Collection entries:
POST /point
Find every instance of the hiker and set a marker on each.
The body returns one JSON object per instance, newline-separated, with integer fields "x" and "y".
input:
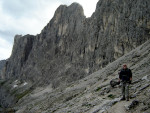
{"x": 125, "y": 77}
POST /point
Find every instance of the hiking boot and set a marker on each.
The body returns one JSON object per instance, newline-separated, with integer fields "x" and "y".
{"x": 123, "y": 98}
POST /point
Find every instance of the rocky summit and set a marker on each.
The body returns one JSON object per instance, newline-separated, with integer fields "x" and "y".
{"x": 69, "y": 65}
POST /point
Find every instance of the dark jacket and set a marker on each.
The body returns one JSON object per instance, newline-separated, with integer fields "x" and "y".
{"x": 125, "y": 74}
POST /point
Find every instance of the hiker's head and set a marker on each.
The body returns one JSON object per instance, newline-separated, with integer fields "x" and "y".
{"x": 124, "y": 66}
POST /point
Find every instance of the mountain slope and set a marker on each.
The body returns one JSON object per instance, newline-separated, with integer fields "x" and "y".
{"x": 93, "y": 94}
{"x": 71, "y": 46}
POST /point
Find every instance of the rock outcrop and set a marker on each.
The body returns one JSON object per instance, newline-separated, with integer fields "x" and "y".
{"x": 72, "y": 46}
{"x": 94, "y": 94}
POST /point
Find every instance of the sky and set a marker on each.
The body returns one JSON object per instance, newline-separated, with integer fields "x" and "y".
{"x": 29, "y": 17}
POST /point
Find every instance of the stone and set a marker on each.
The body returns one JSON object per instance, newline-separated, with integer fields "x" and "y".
{"x": 72, "y": 46}
{"x": 132, "y": 105}
{"x": 113, "y": 83}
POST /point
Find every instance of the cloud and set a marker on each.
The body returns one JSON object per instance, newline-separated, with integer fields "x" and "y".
{"x": 30, "y": 17}
{"x": 5, "y": 48}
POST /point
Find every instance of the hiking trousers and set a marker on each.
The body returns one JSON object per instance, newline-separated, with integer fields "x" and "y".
{"x": 125, "y": 90}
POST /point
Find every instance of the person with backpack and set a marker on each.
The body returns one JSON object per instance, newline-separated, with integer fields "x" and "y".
{"x": 125, "y": 77}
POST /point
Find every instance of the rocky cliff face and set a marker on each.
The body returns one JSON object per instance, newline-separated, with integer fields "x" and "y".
{"x": 2, "y": 64}
{"x": 72, "y": 46}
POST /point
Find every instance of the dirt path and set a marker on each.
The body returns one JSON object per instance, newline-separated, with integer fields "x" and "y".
{"x": 119, "y": 107}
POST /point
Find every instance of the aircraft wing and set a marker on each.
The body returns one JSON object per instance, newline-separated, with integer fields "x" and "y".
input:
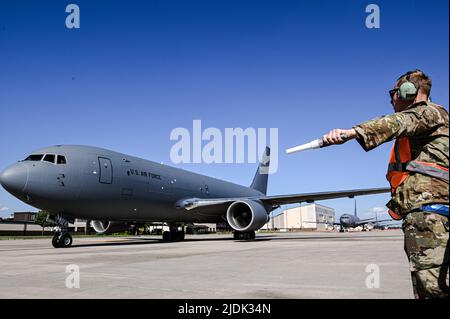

- _REQUIRED WORK_
Please return all lines above in which the string "rocky" is found.

- _RESPONSE TO THE TASK_
Find every instance of the rocky summit and set a marker on each.
Find every instance of the rocky cliff face and set a marker on each.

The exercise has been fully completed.